** Start INPUT RECORDS **

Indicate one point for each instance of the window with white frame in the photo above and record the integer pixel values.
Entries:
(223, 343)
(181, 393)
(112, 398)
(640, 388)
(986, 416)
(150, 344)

** End INPUT RECORDS **

WORK TO DO
Please write out all the rows above again, requests included, and shift every answer coordinate by adding 26 to each number. The wording of the requests stays the same.

SOLVED EXERCISE
Indicate one point for each instance of the window with white frame in the photo above and record the integer pixel values.
Entries:
(249, 369)
(207, 419)
(138, 424)
(666, 414)
(1012, 442)
(176, 370)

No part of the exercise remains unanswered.